Copy out exactly the lines running from the one with "Where can you see the hillside" through the final line, both ends included, and nothing else. Pictures stay out of the copy.

━━━ ENTRIES SUPPLIED ━━━

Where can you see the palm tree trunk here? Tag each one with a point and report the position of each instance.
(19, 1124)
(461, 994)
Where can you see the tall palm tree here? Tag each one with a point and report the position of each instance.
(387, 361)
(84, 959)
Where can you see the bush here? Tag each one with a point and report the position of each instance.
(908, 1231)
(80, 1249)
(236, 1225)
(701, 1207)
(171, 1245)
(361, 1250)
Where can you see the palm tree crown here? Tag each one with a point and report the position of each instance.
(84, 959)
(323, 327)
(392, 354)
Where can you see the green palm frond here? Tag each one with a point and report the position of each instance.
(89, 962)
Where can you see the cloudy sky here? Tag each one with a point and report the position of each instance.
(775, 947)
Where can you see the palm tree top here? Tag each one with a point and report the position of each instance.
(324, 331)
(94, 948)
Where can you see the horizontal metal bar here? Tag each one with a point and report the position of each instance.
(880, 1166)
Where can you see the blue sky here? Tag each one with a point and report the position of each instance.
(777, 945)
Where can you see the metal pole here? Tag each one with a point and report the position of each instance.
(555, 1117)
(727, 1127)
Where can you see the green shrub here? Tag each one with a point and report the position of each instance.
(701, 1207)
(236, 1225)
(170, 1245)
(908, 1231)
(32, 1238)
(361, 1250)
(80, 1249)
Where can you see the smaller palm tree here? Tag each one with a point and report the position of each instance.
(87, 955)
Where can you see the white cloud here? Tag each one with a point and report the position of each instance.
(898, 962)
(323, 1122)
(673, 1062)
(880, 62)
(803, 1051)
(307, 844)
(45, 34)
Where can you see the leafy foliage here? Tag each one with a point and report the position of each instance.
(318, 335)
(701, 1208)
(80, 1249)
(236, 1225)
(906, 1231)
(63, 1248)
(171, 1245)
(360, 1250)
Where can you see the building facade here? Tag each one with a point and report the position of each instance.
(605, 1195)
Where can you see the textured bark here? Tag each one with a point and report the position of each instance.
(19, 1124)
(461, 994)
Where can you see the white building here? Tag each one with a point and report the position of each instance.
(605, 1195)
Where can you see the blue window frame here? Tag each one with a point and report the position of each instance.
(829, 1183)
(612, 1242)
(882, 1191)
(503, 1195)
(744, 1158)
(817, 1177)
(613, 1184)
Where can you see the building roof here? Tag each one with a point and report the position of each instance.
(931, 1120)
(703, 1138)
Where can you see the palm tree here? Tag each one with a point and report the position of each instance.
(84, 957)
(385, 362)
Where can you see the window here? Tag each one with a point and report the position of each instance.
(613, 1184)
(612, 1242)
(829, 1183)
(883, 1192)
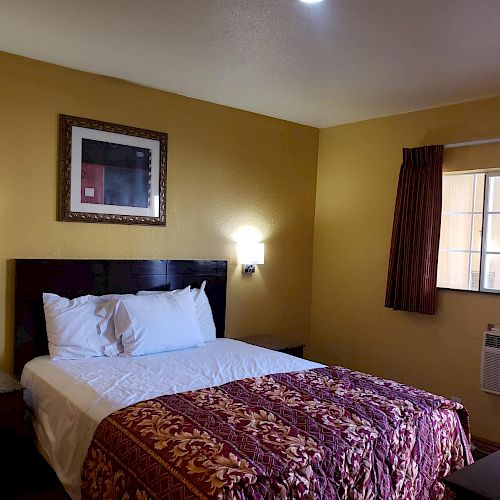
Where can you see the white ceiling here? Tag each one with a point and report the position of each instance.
(334, 62)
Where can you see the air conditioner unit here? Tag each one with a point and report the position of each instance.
(490, 363)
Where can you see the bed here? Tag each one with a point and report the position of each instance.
(223, 420)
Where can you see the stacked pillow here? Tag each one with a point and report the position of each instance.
(127, 325)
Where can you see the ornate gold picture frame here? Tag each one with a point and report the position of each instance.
(111, 173)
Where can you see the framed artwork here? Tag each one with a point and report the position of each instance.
(111, 173)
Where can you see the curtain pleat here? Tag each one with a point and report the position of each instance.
(412, 275)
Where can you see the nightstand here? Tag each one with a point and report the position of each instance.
(478, 480)
(276, 344)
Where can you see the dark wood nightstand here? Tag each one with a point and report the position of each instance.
(276, 344)
(478, 480)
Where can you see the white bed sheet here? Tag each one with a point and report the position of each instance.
(69, 398)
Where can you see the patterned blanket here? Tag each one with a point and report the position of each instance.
(328, 433)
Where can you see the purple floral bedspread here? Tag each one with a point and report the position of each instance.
(328, 433)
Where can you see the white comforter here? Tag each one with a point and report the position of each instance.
(69, 398)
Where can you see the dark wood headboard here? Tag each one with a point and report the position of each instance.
(72, 278)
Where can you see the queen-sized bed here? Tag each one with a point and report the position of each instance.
(224, 419)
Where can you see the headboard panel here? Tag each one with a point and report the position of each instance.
(72, 278)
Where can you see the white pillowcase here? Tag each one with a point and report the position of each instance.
(157, 323)
(203, 309)
(80, 327)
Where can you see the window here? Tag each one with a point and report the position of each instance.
(469, 248)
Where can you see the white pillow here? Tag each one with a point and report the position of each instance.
(203, 309)
(80, 327)
(157, 323)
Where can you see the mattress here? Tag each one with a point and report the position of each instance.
(69, 398)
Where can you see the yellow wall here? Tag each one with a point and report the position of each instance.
(358, 169)
(226, 168)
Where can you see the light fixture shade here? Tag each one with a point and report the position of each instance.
(250, 253)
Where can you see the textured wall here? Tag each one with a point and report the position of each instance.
(358, 170)
(226, 168)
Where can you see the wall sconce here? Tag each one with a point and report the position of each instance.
(250, 254)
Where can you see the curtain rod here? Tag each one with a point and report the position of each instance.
(472, 143)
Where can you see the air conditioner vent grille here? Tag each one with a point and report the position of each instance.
(490, 363)
(491, 340)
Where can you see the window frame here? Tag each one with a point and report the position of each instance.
(489, 174)
(484, 235)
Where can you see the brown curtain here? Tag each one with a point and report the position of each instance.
(411, 280)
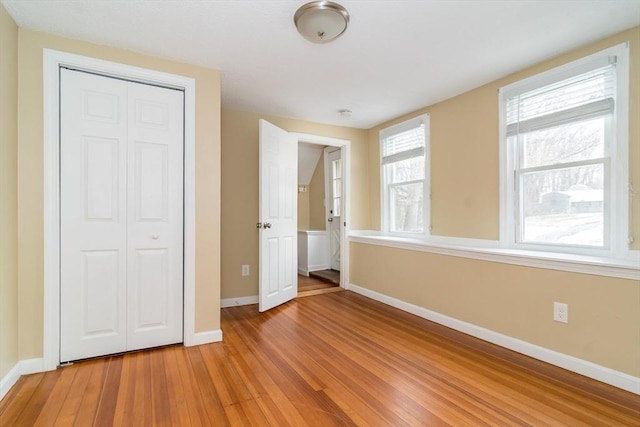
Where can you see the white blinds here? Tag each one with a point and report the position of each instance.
(403, 145)
(584, 96)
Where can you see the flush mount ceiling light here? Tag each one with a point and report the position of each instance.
(321, 21)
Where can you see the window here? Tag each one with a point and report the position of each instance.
(404, 172)
(564, 161)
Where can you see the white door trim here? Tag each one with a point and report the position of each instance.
(345, 154)
(52, 60)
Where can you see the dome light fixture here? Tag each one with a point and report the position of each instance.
(321, 21)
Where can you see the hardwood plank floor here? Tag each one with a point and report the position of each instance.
(333, 359)
(309, 286)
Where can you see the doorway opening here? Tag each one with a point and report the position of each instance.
(320, 218)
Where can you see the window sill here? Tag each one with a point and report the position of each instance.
(489, 250)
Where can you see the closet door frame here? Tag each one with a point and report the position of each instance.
(52, 61)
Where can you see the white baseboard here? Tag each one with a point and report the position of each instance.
(9, 380)
(31, 366)
(205, 337)
(318, 267)
(234, 302)
(589, 369)
(23, 367)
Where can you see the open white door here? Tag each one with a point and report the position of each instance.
(333, 203)
(278, 281)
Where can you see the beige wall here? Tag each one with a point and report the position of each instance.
(8, 193)
(316, 197)
(465, 158)
(604, 313)
(30, 178)
(515, 301)
(240, 190)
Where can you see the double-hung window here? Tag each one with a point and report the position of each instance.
(564, 156)
(404, 176)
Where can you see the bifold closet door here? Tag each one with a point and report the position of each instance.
(121, 210)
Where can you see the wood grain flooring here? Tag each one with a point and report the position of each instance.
(310, 286)
(333, 359)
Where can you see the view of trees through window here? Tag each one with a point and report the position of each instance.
(561, 169)
(404, 171)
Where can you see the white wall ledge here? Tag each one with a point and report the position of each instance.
(490, 250)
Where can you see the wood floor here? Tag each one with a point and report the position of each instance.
(309, 286)
(333, 359)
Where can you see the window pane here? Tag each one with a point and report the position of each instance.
(567, 143)
(564, 206)
(573, 92)
(406, 170)
(404, 141)
(406, 212)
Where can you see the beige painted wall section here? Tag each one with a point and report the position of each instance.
(30, 178)
(8, 193)
(240, 190)
(316, 197)
(464, 151)
(604, 312)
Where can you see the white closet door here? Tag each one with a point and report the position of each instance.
(155, 210)
(121, 216)
(93, 213)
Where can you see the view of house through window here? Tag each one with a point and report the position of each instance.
(403, 152)
(561, 138)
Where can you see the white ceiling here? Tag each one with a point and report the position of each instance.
(396, 56)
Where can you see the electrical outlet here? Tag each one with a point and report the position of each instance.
(560, 312)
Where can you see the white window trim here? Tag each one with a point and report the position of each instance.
(384, 194)
(619, 214)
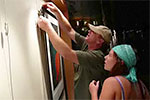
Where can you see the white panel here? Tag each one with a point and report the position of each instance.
(5, 79)
(26, 67)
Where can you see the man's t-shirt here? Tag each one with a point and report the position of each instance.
(91, 67)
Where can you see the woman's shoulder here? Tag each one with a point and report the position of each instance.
(111, 80)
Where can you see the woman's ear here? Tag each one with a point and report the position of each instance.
(122, 62)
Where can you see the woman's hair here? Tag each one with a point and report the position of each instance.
(119, 68)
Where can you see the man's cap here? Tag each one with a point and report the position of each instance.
(104, 31)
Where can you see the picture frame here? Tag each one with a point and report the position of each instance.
(54, 60)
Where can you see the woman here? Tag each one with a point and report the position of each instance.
(122, 84)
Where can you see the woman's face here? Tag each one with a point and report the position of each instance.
(110, 61)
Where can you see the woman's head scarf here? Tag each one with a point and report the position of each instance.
(127, 54)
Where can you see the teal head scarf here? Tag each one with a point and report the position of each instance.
(126, 53)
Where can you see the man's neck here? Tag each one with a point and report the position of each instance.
(93, 47)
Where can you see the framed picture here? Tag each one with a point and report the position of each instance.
(54, 60)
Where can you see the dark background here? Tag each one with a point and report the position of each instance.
(129, 18)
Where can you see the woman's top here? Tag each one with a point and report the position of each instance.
(122, 90)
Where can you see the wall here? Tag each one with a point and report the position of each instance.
(21, 75)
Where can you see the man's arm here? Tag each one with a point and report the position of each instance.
(61, 47)
(63, 22)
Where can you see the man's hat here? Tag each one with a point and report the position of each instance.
(104, 31)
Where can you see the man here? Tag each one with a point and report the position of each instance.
(89, 61)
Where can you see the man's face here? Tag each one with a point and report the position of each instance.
(110, 61)
(92, 37)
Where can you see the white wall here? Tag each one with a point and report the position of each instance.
(21, 74)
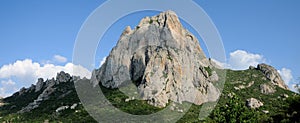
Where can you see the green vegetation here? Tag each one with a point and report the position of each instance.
(209, 70)
(230, 107)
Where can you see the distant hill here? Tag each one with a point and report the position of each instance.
(158, 66)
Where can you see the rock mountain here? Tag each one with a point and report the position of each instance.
(159, 61)
(163, 59)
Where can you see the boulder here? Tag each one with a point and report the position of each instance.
(272, 74)
(164, 61)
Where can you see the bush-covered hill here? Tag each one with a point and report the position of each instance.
(279, 105)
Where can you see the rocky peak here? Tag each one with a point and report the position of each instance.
(164, 61)
(272, 74)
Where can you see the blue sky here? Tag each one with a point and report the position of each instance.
(44, 32)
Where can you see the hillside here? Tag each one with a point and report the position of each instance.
(157, 70)
(273, 109)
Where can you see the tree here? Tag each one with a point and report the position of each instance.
(235, 111)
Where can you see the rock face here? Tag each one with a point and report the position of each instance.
(272, 74)
(164, 61)
(45, 94)
(253, 103)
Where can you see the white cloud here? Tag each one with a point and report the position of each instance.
(240, 60)
(59, 59)
(6, 87)
(102, 61)
(286, 75)
(26, 72)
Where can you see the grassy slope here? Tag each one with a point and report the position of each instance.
(272, 102)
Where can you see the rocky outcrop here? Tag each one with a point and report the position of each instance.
(47, 88)
(272, 74)
(267, 89)
(39, 85)
(164, 61)
(254, 103)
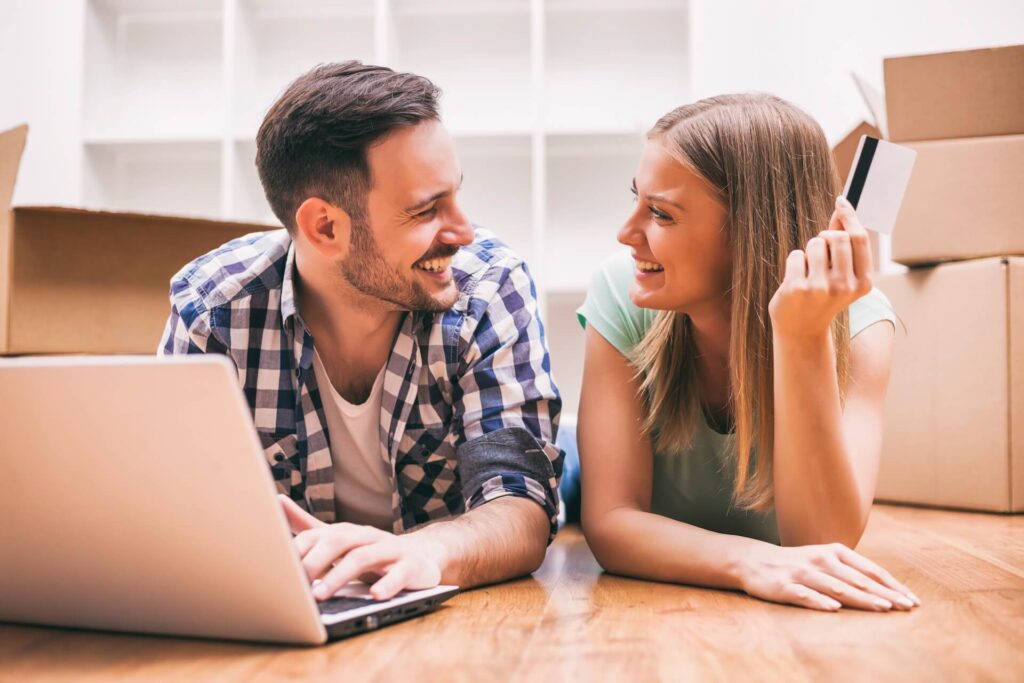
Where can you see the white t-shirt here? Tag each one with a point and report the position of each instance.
(361, 476)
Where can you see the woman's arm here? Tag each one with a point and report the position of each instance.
(826, 458)
(626, 538)
(615, 471)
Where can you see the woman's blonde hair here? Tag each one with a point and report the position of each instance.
(774, 173)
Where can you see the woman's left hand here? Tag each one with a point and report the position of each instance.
(830, 273)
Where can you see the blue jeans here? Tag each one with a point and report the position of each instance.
(569, 486)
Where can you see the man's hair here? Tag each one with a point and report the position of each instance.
(313, 140)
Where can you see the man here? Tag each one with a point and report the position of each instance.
(392, 355)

━━━

**RESULT:**
Where can you see the hillside here? Tag each one with a point and report the position of each instance.
(157, 70)
(273, 109)
Where can you see the tree here? Tag each one with a point and report the position of each instance.
(235, 111)
Where can you see the rock face here? Tag each one with a point and report the position of each instance.
(272, 74)
(164, 61)
(45, 94)
(253, 103)
Where can you see the white cloud here? Tag each one with a point and report the position of each instance.
(240, 60)
(59, 59)
(6, 87)
(102, 61)
(286, 75)
(26, 72)
Where can you see the grassy slope here? Tag each one with a point and report the position of each instance.
(272, 102)
Where can you see the rocky outcrop here? Tag each one with a point and report the position of each instance.
(47, 88)
(272, 74)
(267, 89)
(39, 85)
(164, 61)
(254, 103)
Where can you see the white t-shirt here? Tag each one with a point and report the position of each instance.
(361, 476)
Where can you see the woman's arm here? Tag each one with a point and report the position of each instance.
(826, 458)
(626, 538)
(615, 471)
Where can you see the woman's blonde hair here? Tag each one with a point and report the position of each instance.
(774, 173)
Where can you see the woman's left hand here? Tag each one with a point and report the position of each instance.
(830, 273)
Where can you see the blue jeans here? Tag each one with a point and report the position of each instance.
(569, 486)
Where can you see the man's hair here? Tag each one with a point and report the position of each instance.
(313, 140)
Where can you see the man here? Tag each one with a point and report the position of each instance.
(392, 355)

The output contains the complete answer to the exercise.